Written request:
Rewrite the stretch of data from its start through the line containing "x=1216 y=248", replacing "locate routine" with "pointing tool" and leaving everything else unchanged.

Records for the exercise:
....................
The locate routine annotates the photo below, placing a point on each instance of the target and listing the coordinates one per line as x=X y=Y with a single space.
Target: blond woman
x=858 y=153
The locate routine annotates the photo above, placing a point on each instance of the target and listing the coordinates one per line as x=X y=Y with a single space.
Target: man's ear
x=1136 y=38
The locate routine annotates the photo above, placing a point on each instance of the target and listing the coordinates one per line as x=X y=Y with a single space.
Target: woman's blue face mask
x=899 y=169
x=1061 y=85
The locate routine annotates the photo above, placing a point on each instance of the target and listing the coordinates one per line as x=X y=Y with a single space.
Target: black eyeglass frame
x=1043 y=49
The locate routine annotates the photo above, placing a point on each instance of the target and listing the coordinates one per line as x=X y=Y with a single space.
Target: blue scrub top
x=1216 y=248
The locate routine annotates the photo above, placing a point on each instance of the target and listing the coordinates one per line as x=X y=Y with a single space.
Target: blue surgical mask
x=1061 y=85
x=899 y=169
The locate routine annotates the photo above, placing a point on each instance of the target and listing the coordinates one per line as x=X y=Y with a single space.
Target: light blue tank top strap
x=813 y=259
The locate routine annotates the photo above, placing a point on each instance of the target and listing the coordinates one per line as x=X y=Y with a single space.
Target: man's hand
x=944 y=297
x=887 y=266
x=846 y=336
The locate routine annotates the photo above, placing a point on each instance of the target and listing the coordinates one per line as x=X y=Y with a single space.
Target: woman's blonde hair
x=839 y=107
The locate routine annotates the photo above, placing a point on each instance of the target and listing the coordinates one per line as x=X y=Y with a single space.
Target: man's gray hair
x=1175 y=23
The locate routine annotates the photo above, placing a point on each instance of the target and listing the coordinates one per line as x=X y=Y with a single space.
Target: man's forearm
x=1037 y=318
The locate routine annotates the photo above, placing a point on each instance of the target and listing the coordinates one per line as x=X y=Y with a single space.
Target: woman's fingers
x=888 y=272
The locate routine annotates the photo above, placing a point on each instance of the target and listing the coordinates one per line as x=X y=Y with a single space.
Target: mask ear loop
....................
Reply to the exercise:
The pointing tool annotates the photo below, placing a point on each instance of the target and listing the coordinates one per line as x=X y=Y with a single space.
Target: blond woman
x=858 y=153
The pointing tool annotates the photo above, placing a point on each instance of the target and listing the coordinates one per line as x=X y=Y with a single space.
Target: man's ear
x=1136 y=38
The pointing tool annotates the photo above, placing a point on each instance of the target and listing the coordinates one per line as x=X y=Y with a single space.
Target: woman's blue face mask
x=899 y=169
x=1061 y=85
The pointing tool annotates the photo above, placing a point on each instance of the target and listing the coordinates one per line as x=X y=Y with a single space.
Target: black eyeglass frame
x=1043 y=49
The pointing tool annotates the photo above, placing a point on each instance of the target and listing the coordinates one per line as x=X y=Y with a single space.
Target: blue scrub top
x=1216 y=248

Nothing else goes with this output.